▶ [Stated goal 1]:
Please write out the passage between "LEDs do have" and "Kiessling stated above.", inclusive, switching "run time test" to "runtime test".

LEDs do have the same problem. the modern high-binned Luxeons should have a better efficiency than the high power incans but do not radiate the heat as IR radiation out the bezel but have to bleed it away through the body of the light, making the problem even worse. think L4 here...
bernhard
 
The heat should not be a problem to the light, I have run my Scorpion through 2 sets of batteries with constant on doing a run time test between Kodak Max 123's and Daily Power 123's.

Heat will always be a problem, like Kiessling stated above.

My E2e and Tigerlight heats up even more so than my Scorpion.
 
Bravo25,

Heat and its dissipation are important concerns for me. I do not own a SL scorpion, but I know that the body has a plastic sleeve over it, right? The problem here might be that the sleeve is an insulator and so the heat gets built up in the head. That raises the question of exactly where the light was too hot to hold? The body? The head?

▶ [Available data]:
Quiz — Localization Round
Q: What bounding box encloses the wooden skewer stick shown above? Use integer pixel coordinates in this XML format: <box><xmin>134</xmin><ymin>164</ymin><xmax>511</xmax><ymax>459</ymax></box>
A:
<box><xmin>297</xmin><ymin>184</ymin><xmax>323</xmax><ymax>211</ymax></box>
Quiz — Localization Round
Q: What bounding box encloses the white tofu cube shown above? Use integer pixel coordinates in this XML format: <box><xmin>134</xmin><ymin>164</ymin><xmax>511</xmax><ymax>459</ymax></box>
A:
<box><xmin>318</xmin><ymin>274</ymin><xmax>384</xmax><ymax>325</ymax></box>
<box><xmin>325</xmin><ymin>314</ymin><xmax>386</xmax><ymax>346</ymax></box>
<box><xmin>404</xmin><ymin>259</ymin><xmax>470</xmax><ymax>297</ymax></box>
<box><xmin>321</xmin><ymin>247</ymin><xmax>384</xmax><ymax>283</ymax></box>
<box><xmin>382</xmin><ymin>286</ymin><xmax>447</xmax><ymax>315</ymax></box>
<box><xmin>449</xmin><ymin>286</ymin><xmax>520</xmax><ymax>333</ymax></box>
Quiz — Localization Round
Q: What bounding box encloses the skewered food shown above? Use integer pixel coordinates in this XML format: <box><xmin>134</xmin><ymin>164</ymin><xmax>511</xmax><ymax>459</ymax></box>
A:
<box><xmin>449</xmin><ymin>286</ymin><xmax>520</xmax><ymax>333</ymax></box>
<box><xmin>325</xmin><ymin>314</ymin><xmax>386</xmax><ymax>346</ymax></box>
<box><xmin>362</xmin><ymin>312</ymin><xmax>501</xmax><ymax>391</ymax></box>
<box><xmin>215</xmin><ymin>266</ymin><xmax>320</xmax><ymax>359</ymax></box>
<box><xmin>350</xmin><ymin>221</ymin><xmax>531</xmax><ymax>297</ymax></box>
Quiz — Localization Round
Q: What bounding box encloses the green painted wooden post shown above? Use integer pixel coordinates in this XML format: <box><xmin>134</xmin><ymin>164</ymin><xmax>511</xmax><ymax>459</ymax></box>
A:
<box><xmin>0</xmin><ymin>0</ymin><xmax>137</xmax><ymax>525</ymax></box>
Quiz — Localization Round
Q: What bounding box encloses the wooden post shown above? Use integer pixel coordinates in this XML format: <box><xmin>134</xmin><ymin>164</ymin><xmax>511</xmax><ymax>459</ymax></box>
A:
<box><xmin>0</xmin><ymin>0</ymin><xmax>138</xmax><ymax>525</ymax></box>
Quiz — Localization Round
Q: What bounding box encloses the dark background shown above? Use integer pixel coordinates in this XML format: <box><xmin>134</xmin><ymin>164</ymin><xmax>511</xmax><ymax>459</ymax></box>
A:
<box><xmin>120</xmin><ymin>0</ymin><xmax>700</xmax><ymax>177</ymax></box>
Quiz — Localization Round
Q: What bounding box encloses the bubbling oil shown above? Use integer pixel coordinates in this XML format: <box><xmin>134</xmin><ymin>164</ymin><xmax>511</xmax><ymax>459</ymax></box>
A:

* * *

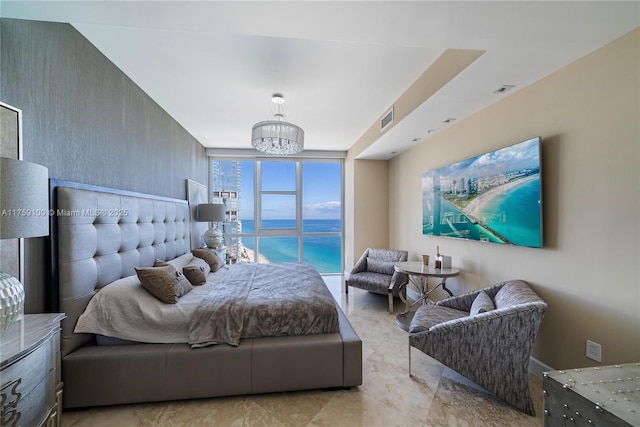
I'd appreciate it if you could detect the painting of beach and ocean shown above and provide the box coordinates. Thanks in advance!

...

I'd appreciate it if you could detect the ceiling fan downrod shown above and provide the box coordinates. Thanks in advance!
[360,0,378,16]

▶ [Stated goal 2]:
Pick out every row that contains the string "pixel" and copy each one. Case counts.

▶ [Solution 1]:
LEDs do have the same problem. the modern high-binned Luxeons should have a better efficiency than the high power incans but do not radiate the heat as IR radiation out the bezel but have to bleed it away through the body of the light, making the problem even worse. think L4 here...
bernhard
 
The heat should not be a problem to the light, I have run my Scorpion through 2 sets of batteries with constant on doing a runtime test between Kodak Max 123's and Daily Power 123's.

Heat will always be a problem, like Kiessling stated above.

▶ [Solution 2]:
Q: What bounding box encloses the wooden skewer stick shown above? Use integer pixel coordinates in this XML format: <box><xmin>134</xmin><ymin>164</ymin><xmax>511</xmax><ymax>459</ymax></box>
Q: What bounding box encloses the white tofu cube shown above? Use integer pixel coordinates in this XML format: <box><xmin>134</xmin><ymin>164</ymin><xmax>511</xmax><ymax>459</ymax></box>
Q: What bounding box encloses the skewered food shown above? Use integer pixel coordinates in this XML format: <box><xmin>134</xmin><ymin>164</ymin><xmax>511</xmax><ymax>459</ymax></box>
Q: What bounding box encloses the green painted wooden post shown above? Use integer pixel coordinates in this XML format: <box><xmin>134</xmin><ymin>164</ymin><xmax>511</xmax><ymax>459</ymax></box>
Q: What bounding box encloses the wooden post shown above? Use integer pixel coordinates in this XML format: <box><xmin>134</xmin><ymin>164</ymin><xmax>511</xmax><ymax>459</ymax></box>
Q: What bounding box encloses the dark background shown above? Use integer pixel coordinates in this XML format: <box><xmin>134</xmin><ymin>164</ymin><xmax>511</xmax><ymax>459</ymax></box>
Q: What bounding box encloses the bubbling oil shown above? Use integer pixel coordinates in this XML format: <box><xmin>134</xmin><ymin>164</ymin><xmax>511</xmax><ymax>459</ymax></box>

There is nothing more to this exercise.